En su último discurso público como Papa, Benedicto XVI confesó que siempre había percibido que en la barca de la Iglesia «está el Señor», incluso cuando parece que duerme, y que «la barca de la Iglesia no es mía, no es nuestra, sino que es suya y Él no deja que se hunda; es Él quien la conduce, ciertamente también a través de los hombres que ha elegido, porque así lo ha querido». También en la homilía de la Misa de inicio de su ministerio petrino, Benedicto XVI había dicho: «No debo llevar solo lo que en realidad no podría llevar solo». Ya en aquella ocasión confesó que no quería presentar un verdadero programa de gobierno de la Iglesia, porque «mi verdadero programa de gobierno no es hacer mi propia voluntad, no perseguir mis propias ideas, sino escuchar, con toda la Iglesia, la palabra y la voluntad del Señor y dejarme guiar por Él, para que sea Él mismo quien guíe a la Iglesia en esta hora de nuestra historia».

++++++

Instrucción escrita 1
Imprime completo y sin ninguna alteración el fragmento sobre el último discurso de Benedicto XVI.
El fragmento y el listado proceden de fuentes distintas.

++++++

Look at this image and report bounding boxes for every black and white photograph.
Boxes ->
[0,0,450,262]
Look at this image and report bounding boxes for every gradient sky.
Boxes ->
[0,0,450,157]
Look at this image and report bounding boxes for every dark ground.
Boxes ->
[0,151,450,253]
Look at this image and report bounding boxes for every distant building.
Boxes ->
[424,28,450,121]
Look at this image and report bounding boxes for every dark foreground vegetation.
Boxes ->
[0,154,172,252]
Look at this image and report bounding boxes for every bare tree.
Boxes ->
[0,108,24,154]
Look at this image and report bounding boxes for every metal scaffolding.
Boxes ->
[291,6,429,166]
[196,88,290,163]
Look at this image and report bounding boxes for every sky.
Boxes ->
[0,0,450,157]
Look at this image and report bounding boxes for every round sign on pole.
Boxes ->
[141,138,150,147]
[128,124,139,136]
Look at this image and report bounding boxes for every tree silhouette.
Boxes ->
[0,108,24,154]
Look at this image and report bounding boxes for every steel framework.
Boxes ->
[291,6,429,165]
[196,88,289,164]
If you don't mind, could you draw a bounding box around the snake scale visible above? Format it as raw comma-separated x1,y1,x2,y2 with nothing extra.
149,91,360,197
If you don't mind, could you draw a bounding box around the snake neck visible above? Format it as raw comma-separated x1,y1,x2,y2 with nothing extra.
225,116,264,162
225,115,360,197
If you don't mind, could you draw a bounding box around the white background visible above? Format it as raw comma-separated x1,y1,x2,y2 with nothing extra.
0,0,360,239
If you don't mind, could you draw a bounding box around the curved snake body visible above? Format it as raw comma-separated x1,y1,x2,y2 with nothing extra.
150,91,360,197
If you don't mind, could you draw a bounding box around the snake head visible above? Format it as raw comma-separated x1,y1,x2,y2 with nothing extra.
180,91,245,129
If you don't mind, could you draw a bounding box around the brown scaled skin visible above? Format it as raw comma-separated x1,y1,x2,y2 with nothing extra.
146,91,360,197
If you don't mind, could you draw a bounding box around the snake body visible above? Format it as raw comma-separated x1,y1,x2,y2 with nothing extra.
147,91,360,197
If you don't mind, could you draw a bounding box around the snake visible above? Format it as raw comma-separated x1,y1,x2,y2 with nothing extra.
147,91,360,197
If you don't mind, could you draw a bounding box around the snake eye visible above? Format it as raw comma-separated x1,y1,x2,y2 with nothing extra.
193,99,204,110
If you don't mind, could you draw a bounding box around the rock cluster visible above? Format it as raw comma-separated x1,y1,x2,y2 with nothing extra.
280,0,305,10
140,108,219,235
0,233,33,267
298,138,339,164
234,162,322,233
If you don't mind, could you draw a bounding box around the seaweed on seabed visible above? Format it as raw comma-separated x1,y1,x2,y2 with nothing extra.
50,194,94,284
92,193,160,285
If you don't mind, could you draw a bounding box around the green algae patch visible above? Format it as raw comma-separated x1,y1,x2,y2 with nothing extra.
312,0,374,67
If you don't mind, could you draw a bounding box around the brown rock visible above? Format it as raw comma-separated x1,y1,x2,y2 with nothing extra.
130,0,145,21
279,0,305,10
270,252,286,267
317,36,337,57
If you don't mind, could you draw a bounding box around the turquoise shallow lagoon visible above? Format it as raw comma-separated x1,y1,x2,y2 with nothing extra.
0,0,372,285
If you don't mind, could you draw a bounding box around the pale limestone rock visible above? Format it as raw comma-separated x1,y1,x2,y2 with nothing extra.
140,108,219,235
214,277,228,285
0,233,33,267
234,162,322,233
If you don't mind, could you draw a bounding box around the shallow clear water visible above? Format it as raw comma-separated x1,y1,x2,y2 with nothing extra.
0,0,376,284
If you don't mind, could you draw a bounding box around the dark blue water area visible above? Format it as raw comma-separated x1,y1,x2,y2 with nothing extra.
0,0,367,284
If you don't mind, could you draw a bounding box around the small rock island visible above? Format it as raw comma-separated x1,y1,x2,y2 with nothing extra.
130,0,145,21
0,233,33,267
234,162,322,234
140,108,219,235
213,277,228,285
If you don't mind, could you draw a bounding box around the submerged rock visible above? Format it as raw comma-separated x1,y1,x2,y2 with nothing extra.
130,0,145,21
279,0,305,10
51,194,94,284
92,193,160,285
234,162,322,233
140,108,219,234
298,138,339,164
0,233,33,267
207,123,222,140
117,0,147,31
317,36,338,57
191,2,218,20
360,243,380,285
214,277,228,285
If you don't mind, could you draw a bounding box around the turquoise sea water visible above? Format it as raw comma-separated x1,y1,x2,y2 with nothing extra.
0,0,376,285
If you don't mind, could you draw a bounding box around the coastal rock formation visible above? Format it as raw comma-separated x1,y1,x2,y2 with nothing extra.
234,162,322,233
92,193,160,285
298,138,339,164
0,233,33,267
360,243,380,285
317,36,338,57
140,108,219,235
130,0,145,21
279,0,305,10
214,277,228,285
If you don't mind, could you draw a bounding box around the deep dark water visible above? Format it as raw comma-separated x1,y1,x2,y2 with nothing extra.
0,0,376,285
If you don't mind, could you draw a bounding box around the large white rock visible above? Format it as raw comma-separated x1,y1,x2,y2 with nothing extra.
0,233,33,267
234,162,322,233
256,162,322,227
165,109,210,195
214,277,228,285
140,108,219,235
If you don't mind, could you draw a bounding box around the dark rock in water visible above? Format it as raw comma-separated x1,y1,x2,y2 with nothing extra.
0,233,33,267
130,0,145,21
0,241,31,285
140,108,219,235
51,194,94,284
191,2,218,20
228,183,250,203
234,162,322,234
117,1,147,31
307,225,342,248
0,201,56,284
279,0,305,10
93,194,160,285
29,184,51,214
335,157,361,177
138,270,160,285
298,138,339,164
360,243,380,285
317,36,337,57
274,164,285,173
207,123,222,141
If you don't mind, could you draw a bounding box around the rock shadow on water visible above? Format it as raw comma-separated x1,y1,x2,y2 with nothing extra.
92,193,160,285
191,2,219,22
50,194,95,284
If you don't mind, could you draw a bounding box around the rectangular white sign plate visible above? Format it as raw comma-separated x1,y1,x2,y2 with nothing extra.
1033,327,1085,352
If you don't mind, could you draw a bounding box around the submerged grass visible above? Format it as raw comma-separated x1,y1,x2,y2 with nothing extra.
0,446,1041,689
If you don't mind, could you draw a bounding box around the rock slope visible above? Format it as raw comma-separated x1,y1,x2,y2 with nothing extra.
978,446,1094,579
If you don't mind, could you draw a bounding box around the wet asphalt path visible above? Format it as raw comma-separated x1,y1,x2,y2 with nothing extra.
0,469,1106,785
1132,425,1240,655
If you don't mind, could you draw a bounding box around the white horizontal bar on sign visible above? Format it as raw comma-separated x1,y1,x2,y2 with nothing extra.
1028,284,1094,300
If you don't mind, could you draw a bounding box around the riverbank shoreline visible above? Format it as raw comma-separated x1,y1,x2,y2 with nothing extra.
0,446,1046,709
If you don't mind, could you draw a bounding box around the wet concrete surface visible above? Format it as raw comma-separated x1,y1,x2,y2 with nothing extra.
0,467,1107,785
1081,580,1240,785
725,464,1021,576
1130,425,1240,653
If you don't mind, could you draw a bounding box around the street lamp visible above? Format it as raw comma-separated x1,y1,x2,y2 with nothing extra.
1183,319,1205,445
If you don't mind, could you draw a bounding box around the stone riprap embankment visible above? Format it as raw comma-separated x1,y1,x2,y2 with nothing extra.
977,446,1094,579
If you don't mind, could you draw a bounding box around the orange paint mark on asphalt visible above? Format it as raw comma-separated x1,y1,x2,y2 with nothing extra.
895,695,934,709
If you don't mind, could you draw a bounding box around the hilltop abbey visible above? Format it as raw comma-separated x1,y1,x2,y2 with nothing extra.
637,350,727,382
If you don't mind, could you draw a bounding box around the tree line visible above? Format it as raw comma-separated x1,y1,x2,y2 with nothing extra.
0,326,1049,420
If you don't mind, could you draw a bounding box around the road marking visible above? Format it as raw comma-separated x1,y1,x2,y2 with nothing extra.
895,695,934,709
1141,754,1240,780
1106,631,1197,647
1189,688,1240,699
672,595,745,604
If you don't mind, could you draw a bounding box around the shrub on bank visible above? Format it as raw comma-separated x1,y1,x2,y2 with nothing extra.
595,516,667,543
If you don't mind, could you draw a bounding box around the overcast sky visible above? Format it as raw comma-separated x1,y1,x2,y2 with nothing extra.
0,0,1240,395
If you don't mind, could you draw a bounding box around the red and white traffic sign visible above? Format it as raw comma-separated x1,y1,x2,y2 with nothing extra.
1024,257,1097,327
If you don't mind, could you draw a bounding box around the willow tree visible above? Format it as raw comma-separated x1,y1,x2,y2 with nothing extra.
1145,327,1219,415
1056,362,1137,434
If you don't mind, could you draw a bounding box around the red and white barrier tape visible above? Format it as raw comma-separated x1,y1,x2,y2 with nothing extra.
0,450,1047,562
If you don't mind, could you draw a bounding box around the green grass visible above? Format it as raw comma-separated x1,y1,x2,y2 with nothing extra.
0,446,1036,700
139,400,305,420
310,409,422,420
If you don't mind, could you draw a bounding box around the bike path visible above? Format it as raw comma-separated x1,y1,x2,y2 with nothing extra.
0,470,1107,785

++++++

Instrucción escrita 2
Cambia "rock" por "stone" en el tramo del listado que va desde la línea que contiene "the dark rock" hasta la que contiene "50,194,95,284", ambas incluidas. Reproduce solo esas líneas y deja todo lo demás intacto.

Respuesta correcta 1
En su último discurso público como Papa, Benedicto XVI confesó que siempre había percibido que en la barca de la Iglesia «está el Señor», incluso cuando parece que duerme, y que «la barca de la Iglesia no es mía, no es nuestra, sino que es suya y Él no deja que se hunda; es Él quien la conduce, ciertamente también a través de los hombres que ha elegido, porque así lo ha querido». También en la homilía de la Misa de inicio de su ministerio petrino, Benedicto XVI había dicho: «No debo llevar solo lo que en realidad no podría llevar solo». Ya en aquella ocasión confesó que no quería presentar un verdadero programa de gobierno de la Iglesia, porque «mi verdadero programa de gobierno no es hacer mi propia voluntad, no perseguir mis propias ideas, sino escuchar, con toda la Iglesia, la palabra y la voluntad del Señor y dejarme guiar por Él, para que sea Él mismo quien guíe a la Iglesia en esta hora de nuestra historia».

Respuesta correcta 2
If you don't mind, could you draw a bounding box around the dark stone in water visible above? Format it as raw comma-separated x1,y1,x2,y2 with nothing extra.
0,233,33,267
130,0,145,21
0,241,31,285
140,108,219,235
51,194,94,284
191,2,218,20
228,183,250,203
234,162,322,234
117,1,147,31
307,225,342,248
0,201,56,284
279,0,305,10
93,194,160,285
29,184,51,214
335,157,361,177
138,270,160,285
298,138,339,164
360,243,380,285
317,36,337,57
274,164,285,173
207,123,222,141
If you don't mind, could you draw a bounding box around the stone shadow on water visible above? Format it as raw comma-separated x1,y1,x2,y2 with nothing extra.
92,193,160,285
191,2,219,22
50,194,95,284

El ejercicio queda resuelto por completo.